Coronavirus disruption to the world’s supply chain is unprecedented, it has affected so far all industries and services across all continents.
Experts are comparing the Coronavirus outbreak to the SARS outbreak in 2003, but the implications this time are more severe. China’s larger role in the global economy compared to 17 years ago is affecting more than just a few niche regions.
So far, major airlines have canceled flights to China, while customs agents are cracking down on goods entering the U.S. It’s estimated that the areas accounting for 69% of China’s GDP will be halted for more than a week after the Lunar New Year, which will leave factories idle, shipped docked at port, and household spending at a record low — effects that are expected to spill over into countries who rely on Chinese companies as part of their supply chain.
5 Ways Coronavirus Impacts the Global Economy
China accounts for about 17% of global GDP. Its $2.7 trillion in exports have earned it the title of the manufacturing center of the world. But when critical provinces like production-powerhouse Wuhan are suddenly shut down, locals aren’t the only ones who pay the price.
Coronavirus is creating disruptions to companies around the world in the following ways:
With more than 40,000 people in China being infected with Coronavirus and 60 million people under quarantine, there are far fewer workers to operate factories to keep production going. As a result, production schedules fall behind, or in some cases, are non-existent for the time being.
Fewer workers mean fewer materials being produced and transported, which can cause bottlenecks in production. Supply shortages will be more prevalent in China’s most impacted areas.
Travel restrictions are abundant in China right now, both on a local and international level. Because of lower labor availability, established logistics providers and hubs may experience limitations in capacity and availability. Supplies and materials that aren’t experiencing a shortage may be delayed in arriving at their destination.

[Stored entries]

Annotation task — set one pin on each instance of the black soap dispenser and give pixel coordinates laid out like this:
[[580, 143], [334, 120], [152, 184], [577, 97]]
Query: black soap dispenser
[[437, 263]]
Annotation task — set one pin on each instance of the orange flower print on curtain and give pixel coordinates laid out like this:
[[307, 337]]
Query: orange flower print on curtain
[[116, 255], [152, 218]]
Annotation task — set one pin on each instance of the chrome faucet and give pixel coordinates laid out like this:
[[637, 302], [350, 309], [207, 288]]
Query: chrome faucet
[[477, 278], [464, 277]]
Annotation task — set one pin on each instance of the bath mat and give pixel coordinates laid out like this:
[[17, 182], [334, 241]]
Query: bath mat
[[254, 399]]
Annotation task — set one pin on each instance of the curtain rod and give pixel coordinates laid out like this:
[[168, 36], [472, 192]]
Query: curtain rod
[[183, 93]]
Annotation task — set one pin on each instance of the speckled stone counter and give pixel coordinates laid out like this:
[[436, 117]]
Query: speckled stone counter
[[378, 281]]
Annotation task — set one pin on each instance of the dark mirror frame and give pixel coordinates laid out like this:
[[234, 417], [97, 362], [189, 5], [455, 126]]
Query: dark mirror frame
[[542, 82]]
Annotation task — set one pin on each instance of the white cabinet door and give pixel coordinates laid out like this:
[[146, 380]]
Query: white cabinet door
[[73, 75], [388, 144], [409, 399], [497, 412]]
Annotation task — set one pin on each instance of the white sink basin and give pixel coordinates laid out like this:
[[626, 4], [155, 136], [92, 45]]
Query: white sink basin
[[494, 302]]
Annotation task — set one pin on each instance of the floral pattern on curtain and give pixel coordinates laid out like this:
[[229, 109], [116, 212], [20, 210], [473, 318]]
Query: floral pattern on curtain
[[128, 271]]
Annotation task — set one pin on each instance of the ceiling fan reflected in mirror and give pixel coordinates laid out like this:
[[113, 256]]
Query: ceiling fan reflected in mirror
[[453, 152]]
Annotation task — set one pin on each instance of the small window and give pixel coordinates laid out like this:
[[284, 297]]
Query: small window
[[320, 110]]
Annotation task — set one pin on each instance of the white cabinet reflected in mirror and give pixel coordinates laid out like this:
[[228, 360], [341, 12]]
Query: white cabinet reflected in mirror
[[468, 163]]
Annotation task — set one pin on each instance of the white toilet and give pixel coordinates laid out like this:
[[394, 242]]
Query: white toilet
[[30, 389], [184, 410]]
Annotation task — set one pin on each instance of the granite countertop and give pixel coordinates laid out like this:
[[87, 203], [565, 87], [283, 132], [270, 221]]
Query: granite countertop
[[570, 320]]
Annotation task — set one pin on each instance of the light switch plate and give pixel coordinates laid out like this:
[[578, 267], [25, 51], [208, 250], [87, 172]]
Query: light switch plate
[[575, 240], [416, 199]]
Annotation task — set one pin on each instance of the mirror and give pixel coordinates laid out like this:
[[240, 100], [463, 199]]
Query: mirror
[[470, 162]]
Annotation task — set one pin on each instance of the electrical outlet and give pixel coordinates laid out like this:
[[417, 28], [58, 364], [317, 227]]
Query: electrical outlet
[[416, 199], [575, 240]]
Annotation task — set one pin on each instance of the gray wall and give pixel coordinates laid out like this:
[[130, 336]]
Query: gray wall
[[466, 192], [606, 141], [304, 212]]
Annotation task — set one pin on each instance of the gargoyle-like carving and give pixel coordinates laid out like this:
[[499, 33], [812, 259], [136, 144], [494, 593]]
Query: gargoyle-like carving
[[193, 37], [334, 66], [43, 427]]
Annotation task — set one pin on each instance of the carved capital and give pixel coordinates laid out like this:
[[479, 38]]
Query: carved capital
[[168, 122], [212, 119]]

▶ [WHAT TO WORK ON]
A - Answer these from the Coronavirus supply-chain text, one line each:
(i) What earlier outbreak are experts comparing Coronavirus to, and in what year did it occur?
(ii) About what share of global GDP does China account for?
(iii) How many people in China are under quarantine?
B - Write what comes next in the Coronavirus supply-chain text, picking up after its final sentence.

▶ [ANSWERS BY ITEM]
A -
(i) The SARS outbreak, in 2003.
(ii) About 17%.
(iii) 60 million.

B -
Due to travel restrictions, businesses may be limited to find new sourcing partners that can fill in the gaps if their current suppliers are unable to accommodate them.
Quarantines, travel restrictions, and labor limitations are expected to reduce household spending. In addition, consumers around the world may be more mindful about the products they purchase, both in-store and online, to limit their potential exposure to the virus.
Best Practices for Mitigating the Coronavirus Effect in the Future
Though hindsight is 20/20, companies should recognize the opportunity to mitigate future risk of contamination issues in the supply chain so that business can continue thriving, even in catastrophic situations like Coronavirus.
Similar to the phrase “Don’t put all your eggs in one basket,” companies shouldn’t put their business in the hands of a single supplier. Though you may have one or two core sources for specific items, it’s prudent to make additional partnerships that can fill in the gaps when your first choice can’t deliver.
An effective way to diversify your supply strategy is to conduct a Supplier Verification Audit, which checks each supplier against internationally recognized standards. Those who pass the audit operate at the highest level of standards and give you deeper insight into their legal, operational, and functional components.
As a result, you can create confident partnerships with suppliers that will be able to provide ongoing sourcing with a high caliber of service.
Conduct Pre-Shipment Inspections
During situations like Coronavirus, it’s more important than ever to recognize how supply chain inefficiencies can impact your bottom line. Companies should use this as an opportunity to identify potential bottlenecks that could heighten the effects of disasters.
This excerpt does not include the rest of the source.